_Given request_
Write down the portion of the game recap below word for word, starting with "The Hawai’i Stars" and going on through "the eighth inning.".

VIDEO: Grapes Rally, Collapse in Series Loss to Stars

Listen to this Article
5 minutes
Loading Audio... Article will play after ad...
Playing in :00

The Hawai’i Stars appeared to have an easy win in their grasp with a five run lead after six innings before the Sonoma County Grapes tied the game in the bottom of the eighth inning.

In the end, a walk-off fielder’s choice off of the bat of Brendan Davis saved the day, giving the Stars a 7-6 win on Tuesday night before a small, late-arriving crowd at Wong Stadium.

[youtube GKEwpIApTPo]

The bottom half of the ninth inning turned out to be pure disaster for the Grapes (9-16) and reliever Vinny Pacchetti. Matt Hibbert reached base to lead off the inning when Chris Debiasi, making his entrance in the top half of the inning, booted a routine ground ball at second base off of his glove. After a Dion Pouncil bunt single, Pacchetti (1-2) backed himself into a dark corner by sailing a pickoff throw intended for second base into center field, allowing both runners to advance. After a walk to Anthony Lopez, Davis hit a weak ground ball to the right side of the infield, creating a tricky play to record an out at any base. Hibbert scored easily, and the Stars were able to celebrate a win to open the series.

The Stars (13-12) would not have had to squeeze out the victory if it wasn’t for a furious rally by the visitors through the seventh and eighth innings. Down 6-1 in the seventh inning, the Grapes smashed some life into their offense with a solo home run from Mark Micowski, his second big fly of the season.

_Data supplied_
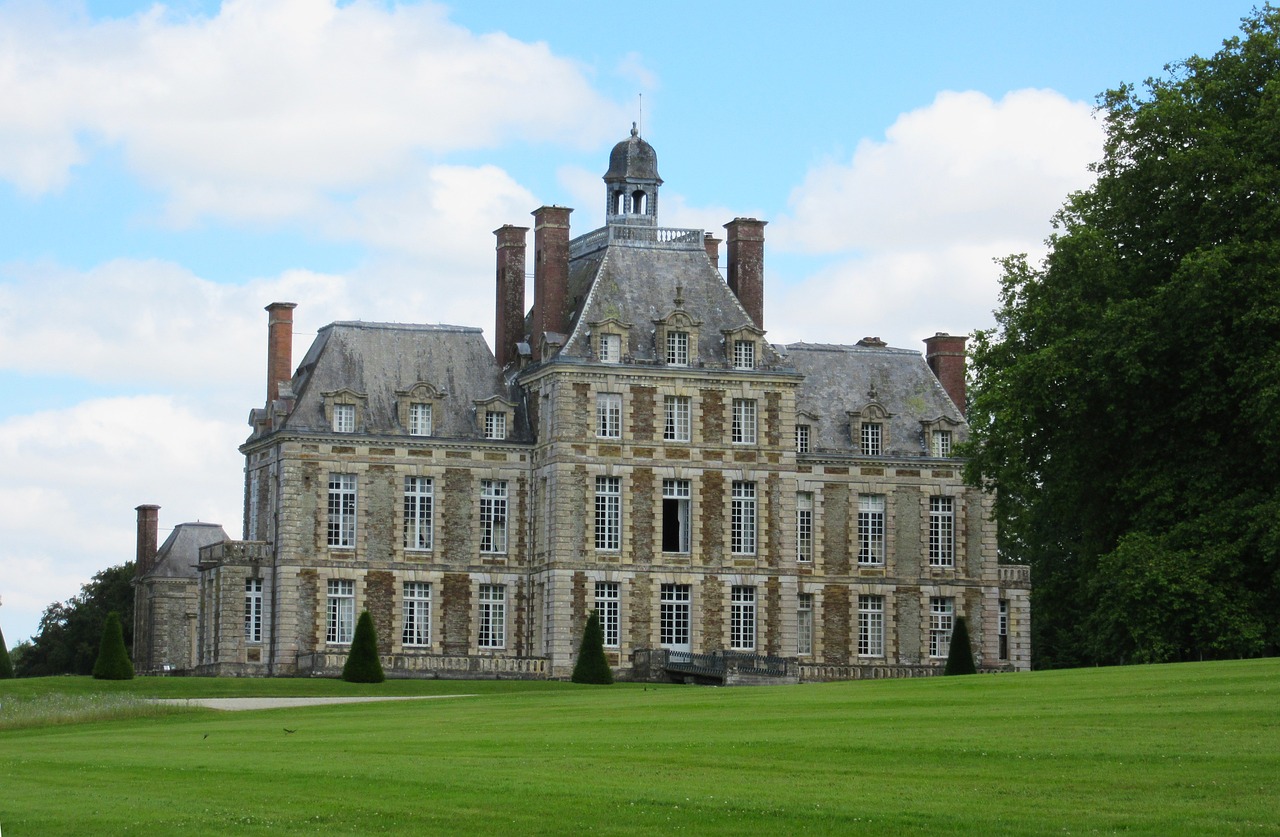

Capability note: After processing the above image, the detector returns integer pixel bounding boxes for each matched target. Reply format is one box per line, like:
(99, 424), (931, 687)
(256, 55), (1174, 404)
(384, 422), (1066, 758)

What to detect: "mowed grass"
(0, 659), (1280, 834)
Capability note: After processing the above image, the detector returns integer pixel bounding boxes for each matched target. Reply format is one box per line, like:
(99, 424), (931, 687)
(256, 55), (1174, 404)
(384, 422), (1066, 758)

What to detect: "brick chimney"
(529, 206), (573, 360)
(133, 506), (160, 577)
(924, 331), (969, 413)
(724, 218), (768, 329)
(493, 224), (529, 369)
(266, 302), (298, 404)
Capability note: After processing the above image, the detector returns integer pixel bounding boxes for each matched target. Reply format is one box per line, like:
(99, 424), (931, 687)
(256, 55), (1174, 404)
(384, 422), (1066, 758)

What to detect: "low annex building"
(134, 129), (1030, 680)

_Result_
The Hawai’i Stars appeared to have an easy win in their grasp with a five run lead after six innings before the Sonoma County Grapes tied the game in the bottom of the eighth inning.